> **Excerpt provided**:
++++++++

He also dedicates an entire chapter to one of his favorite films of all time, Martin Scorsese’s ‘Taxi Driver.’ But instead of gilding the lily of this movie’s untouchable reputation further, he reimagines what the story of Travis Bickle would have looked like if the first director who read the film’s screenplay, one Brian De Palma, had decided to direct it himself, instead of Scorsese. He even goes as far as implying that Scorsese’s masterpiece just might have been slightly superior if De Palma had indeed signed on to direct it. Good, bad, or ugly, one can always count on Tarantino for an honest, idiosyncratic perspective on Cinema.
‘Cinema Speculation’ pulls out its biggest emotional stops in the book’s closing chapter entitled ‘Floyd Footnote.’ The conclusion sees Tarantino sharing the true story of one of the most significant influences in his life, and specifically in his obsession with movies – a man named Floyd who dated his mother on-and-off throughout Tarantino’s adolescence. Floyd was a drifter, and not an entirely trustworthy one at that. But he and Quentin shared a love of all things Cinema. Floyd was highly opinionated and informed, with an unshakable radar for what he considered to be a good or bad movie. He also was the first person that Tarantino met who actually tried their hand at writing their own screenplay. Tarantino describes in touching detail how Floyd would act out the scenes from his “epic western saga” which he named ‘Billy Spencer’ in his mother’s living room.

++++++++

> **Raw data**:
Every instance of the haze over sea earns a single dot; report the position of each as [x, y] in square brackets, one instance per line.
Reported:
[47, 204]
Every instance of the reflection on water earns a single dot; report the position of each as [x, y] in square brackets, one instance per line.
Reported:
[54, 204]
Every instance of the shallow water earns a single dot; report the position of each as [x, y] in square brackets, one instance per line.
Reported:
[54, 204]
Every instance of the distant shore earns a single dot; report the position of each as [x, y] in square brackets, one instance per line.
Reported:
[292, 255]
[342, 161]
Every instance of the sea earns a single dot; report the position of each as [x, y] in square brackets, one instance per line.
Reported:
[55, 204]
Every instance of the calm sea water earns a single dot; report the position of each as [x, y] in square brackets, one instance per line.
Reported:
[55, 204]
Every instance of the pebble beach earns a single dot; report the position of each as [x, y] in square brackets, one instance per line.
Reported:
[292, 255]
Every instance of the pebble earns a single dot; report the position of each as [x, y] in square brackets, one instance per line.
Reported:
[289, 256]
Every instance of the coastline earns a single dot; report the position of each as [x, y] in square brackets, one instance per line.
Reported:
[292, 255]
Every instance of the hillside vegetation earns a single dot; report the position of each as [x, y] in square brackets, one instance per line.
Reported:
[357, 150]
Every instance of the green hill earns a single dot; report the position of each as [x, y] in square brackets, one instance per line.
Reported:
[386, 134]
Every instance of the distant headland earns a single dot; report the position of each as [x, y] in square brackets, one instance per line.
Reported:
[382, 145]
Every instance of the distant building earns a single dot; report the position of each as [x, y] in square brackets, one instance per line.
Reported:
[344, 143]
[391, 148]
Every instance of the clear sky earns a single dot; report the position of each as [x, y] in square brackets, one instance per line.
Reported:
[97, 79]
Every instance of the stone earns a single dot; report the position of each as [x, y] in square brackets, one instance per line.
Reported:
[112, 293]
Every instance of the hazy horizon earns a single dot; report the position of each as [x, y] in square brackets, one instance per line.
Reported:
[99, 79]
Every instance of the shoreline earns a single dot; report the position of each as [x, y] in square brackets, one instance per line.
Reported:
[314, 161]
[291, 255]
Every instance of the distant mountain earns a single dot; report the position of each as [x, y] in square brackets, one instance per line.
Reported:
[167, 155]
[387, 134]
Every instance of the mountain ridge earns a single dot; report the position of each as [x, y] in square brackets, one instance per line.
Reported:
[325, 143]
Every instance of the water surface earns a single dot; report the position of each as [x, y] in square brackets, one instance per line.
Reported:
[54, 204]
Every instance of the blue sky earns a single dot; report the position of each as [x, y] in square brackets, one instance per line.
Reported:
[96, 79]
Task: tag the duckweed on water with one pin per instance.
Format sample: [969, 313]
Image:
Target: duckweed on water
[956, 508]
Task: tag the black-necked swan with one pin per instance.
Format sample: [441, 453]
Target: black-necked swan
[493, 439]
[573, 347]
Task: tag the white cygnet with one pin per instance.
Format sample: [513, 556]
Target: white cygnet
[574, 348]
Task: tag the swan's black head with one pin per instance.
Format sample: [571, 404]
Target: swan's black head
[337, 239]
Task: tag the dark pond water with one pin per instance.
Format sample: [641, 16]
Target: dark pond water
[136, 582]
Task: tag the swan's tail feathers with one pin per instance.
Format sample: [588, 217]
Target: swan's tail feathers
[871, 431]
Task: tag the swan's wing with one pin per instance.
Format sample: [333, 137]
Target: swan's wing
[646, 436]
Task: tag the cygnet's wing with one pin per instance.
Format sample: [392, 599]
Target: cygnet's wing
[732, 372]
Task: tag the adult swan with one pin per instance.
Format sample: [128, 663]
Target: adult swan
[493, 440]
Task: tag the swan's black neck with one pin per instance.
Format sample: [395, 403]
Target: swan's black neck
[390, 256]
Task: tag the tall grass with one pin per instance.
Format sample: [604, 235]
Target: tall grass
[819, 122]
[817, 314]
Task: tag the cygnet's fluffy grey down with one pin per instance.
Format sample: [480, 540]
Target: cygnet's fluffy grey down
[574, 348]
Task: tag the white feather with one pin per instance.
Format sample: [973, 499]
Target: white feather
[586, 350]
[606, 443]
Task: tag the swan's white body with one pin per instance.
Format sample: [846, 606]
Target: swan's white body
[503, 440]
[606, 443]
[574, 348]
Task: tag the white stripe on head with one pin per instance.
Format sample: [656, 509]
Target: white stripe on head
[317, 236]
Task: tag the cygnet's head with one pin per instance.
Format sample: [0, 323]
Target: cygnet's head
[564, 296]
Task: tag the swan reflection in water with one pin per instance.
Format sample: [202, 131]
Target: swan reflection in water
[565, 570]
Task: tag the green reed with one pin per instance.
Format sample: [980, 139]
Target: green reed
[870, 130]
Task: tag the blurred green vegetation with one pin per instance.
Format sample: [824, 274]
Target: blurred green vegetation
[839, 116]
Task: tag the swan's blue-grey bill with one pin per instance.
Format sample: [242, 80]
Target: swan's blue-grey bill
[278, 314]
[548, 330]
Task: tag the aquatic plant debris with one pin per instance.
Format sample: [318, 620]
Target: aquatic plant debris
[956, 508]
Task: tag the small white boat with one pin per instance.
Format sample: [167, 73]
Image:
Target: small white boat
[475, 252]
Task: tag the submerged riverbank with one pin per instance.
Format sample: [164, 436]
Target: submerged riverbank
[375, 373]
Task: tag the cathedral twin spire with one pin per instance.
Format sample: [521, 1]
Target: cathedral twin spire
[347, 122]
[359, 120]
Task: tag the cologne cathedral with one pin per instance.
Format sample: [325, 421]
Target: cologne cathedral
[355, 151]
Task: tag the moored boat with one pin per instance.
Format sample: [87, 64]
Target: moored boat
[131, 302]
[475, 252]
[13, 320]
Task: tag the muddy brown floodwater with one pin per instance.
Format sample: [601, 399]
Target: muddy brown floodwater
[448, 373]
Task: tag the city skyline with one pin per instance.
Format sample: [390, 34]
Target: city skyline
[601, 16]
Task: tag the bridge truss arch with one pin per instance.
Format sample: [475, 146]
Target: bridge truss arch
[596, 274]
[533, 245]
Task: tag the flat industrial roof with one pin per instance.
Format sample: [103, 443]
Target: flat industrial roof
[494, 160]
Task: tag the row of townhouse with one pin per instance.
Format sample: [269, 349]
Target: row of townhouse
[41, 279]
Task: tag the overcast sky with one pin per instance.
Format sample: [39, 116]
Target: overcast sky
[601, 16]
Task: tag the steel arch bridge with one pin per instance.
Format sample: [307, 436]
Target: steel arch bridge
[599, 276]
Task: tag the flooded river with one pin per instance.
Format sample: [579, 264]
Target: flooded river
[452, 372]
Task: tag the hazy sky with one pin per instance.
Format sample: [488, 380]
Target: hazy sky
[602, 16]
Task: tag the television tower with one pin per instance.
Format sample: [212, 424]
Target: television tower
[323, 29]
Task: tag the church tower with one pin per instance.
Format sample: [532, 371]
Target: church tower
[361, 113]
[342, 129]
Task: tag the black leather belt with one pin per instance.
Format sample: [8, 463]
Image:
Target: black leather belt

++++++++

> **Tasks to carry out**:
A: In the passage on Tarantino's "Cinema Speculation," rewrite the stretch starting at "He also dedicates" and ending at "perspective on Cinema.", putting "classic" in place of "masterpiece".
B: Pick up the passage on Tarantino's "Cinema Speculation" after its last sentence and continue it.

> **Expected outputs**:
A:
He also dedicates an entire chapter to one of his favorite films of all time, Martin Scorsese’s ‘Taxi Driver.’ But instead of gilding the lily of this movie’s untouchable reputation further, he reimagines what the story of Travis Bickle would have looked like if the first director who read the film’s screenplay, one Brian De Palma, had decided to direct it himself, instead of Scorsese. He even goes as far as implying that Scorsese’s classic just might have been slightly superior if De Palma had indeed signed on to direct it. Good, bad, or ugly, one can always count on Tarantino for an honest, idiosyncratic perspective on Cinema.

B:
Floyd’s love of movies, and his rock-solid belief in his own perspective on them, inspired Tarantino to ultimately write his first screenplay ‘True Romance’ more than a decade later. There are no doubt countless Floyd surrogates out in the world who, intentionally or not, mentored a brilliant artist, athlete, or human being, and never got the credit for it. Floyd’s story is a touching, revealing, and humbling one for Tarantino to finish his book with. It’s also reassuring to know that a Cinematic master like QT, didn’t emerge from the ether, fully-formed. Floyd’s story proves that we all need guidance on our respective journeys into the world of movies. Even the greats.
So if Tarantino is truly intent on making no more than ten movies, at which point he will roll out his exit strategy from directing movies – a transition into writing books and directing plays and TV exclusively – then at least fans of the singular directorial artist can rest assured, that his forthcoming transition into authorship will be as passionate a creative endeavor for the king cinephile, as any of his motion pictures.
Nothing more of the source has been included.